Material for this exercise.

-.-.-

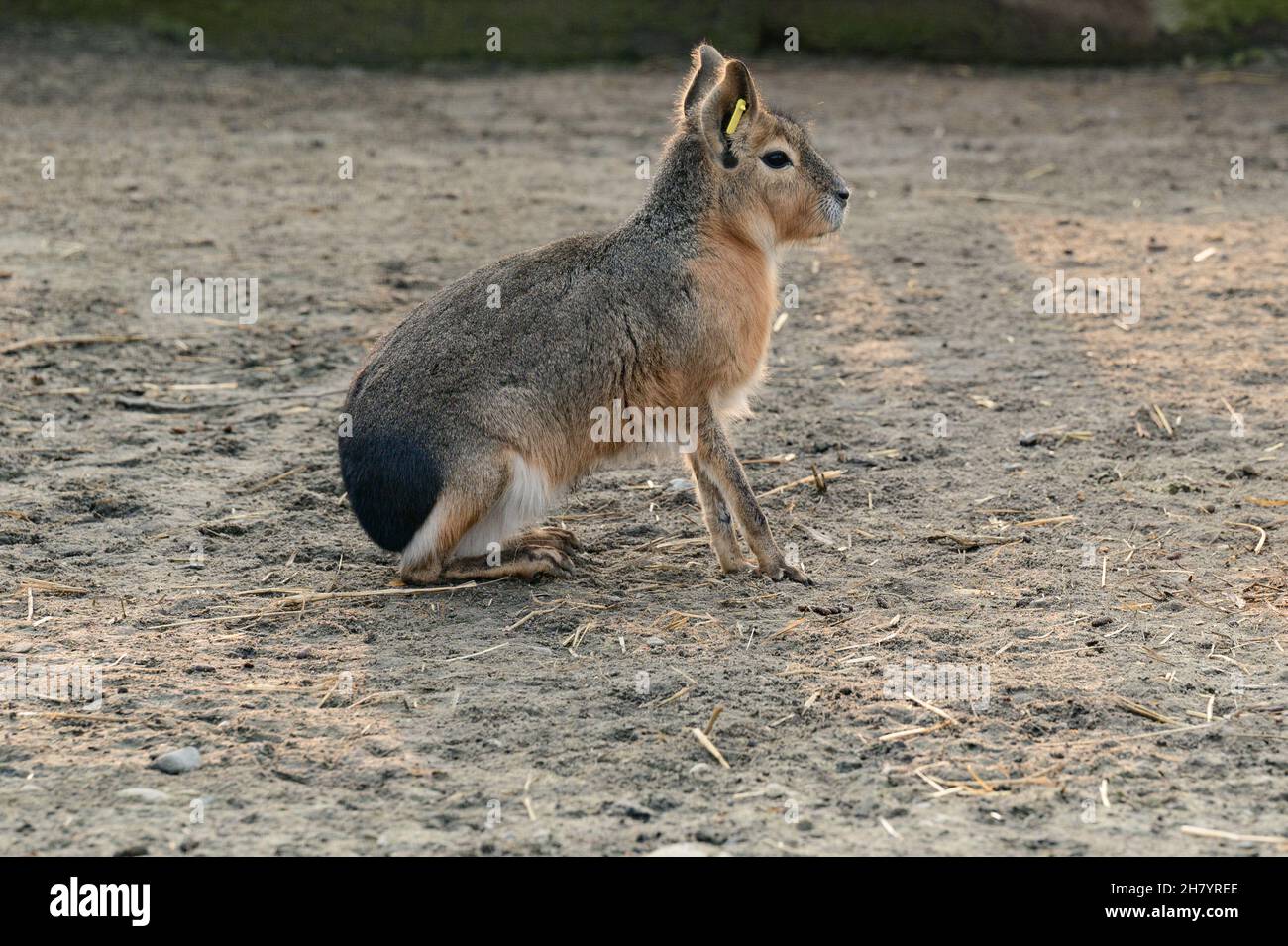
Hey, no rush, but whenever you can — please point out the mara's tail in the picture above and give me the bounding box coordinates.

-.-.-

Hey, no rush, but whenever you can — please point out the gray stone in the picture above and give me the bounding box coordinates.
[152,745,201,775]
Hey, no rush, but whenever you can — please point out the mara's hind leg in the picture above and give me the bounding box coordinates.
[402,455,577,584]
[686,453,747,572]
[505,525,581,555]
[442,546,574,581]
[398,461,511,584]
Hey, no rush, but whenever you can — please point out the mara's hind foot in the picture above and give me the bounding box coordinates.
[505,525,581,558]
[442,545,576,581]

-.-.-

Description of the task.
Show every line of the rows that contains the word "picture", matching case exactly.

In response.
Hey, no rush, but whenever you can — please point out the mara's tail in the picture above and give me the bounding box coordinates.
Hey, no rush, but whenever you can — please point out the gray stone in the picture above and give me the bounding box coordinates.
Hey, no rush, but whenever you can — please point out the mara's hind leg in the picture above and give me the bounding box coordinates.
Hey, no rush, but whenever you can — please point out the mara's hind foot in the picture above and give me the bounding box coordinates.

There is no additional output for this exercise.